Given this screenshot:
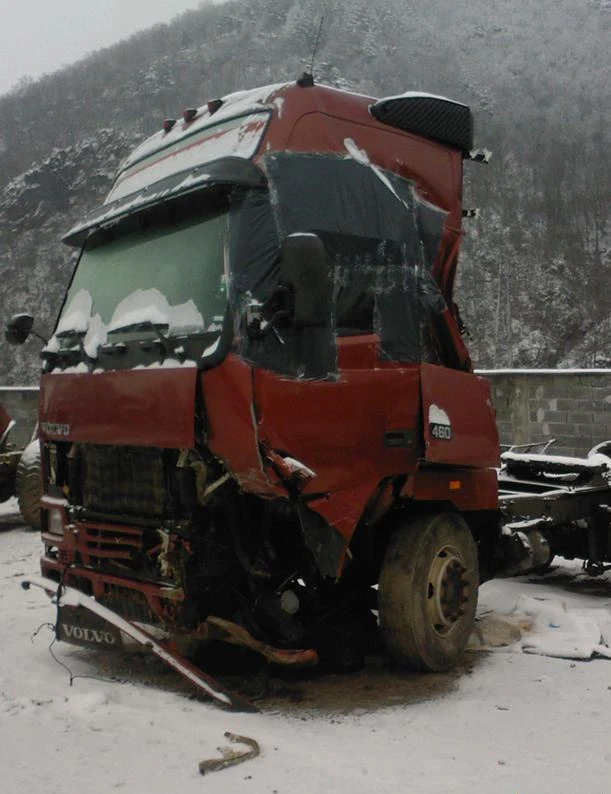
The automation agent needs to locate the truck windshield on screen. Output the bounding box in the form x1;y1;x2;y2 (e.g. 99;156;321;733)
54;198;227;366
--
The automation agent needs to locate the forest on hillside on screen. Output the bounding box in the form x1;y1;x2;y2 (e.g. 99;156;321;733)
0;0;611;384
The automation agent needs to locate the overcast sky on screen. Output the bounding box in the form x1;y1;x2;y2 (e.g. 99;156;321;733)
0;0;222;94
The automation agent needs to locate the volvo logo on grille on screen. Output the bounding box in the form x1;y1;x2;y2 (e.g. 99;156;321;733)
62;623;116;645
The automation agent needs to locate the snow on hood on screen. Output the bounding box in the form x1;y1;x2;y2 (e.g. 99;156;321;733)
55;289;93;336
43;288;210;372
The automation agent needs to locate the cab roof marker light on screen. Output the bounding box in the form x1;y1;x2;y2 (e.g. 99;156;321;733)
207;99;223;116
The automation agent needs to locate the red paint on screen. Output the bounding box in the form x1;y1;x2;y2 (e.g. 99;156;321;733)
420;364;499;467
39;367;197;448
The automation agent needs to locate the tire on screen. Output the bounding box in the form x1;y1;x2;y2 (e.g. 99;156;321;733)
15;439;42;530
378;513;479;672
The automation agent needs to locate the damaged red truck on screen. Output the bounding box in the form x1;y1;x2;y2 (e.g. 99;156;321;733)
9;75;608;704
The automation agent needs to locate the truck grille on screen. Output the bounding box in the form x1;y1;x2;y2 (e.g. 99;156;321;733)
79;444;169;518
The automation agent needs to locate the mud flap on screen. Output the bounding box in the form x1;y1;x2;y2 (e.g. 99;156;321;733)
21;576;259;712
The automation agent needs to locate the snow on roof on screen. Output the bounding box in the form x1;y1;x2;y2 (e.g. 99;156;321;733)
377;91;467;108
--
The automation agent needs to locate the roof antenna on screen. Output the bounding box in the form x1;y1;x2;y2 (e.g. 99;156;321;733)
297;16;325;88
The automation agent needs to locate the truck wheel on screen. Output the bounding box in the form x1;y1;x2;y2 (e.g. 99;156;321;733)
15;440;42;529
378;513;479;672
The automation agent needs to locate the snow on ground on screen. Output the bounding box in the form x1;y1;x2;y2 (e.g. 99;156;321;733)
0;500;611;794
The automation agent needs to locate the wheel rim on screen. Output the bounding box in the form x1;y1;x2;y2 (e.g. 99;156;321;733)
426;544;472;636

The exercise:
Extract each line of the data above that contains the string "truck". Treat case as significant.

Problem solution:
The automation agent needs to locate the truck windshield on screen. Output the bounding box in the form x1;y1;x2;y2 (e.g. 99;156;321;733)
The automation agent needs to locate the damaged red truck on screen. Output the bounding box in the form x1;y1;x2;y2 (e.g. 99;156;321;733)
The automation agent needs to locate the truck grille on screen. Output the bounding box in the form x1;y1;x2;y2 (e.g. 99;156;321;733)
The automation agent needs to locate the truck wheel on screen. Output the bounding box in the form x1;y1;x2;y2 (e.g. 99;156;321;733)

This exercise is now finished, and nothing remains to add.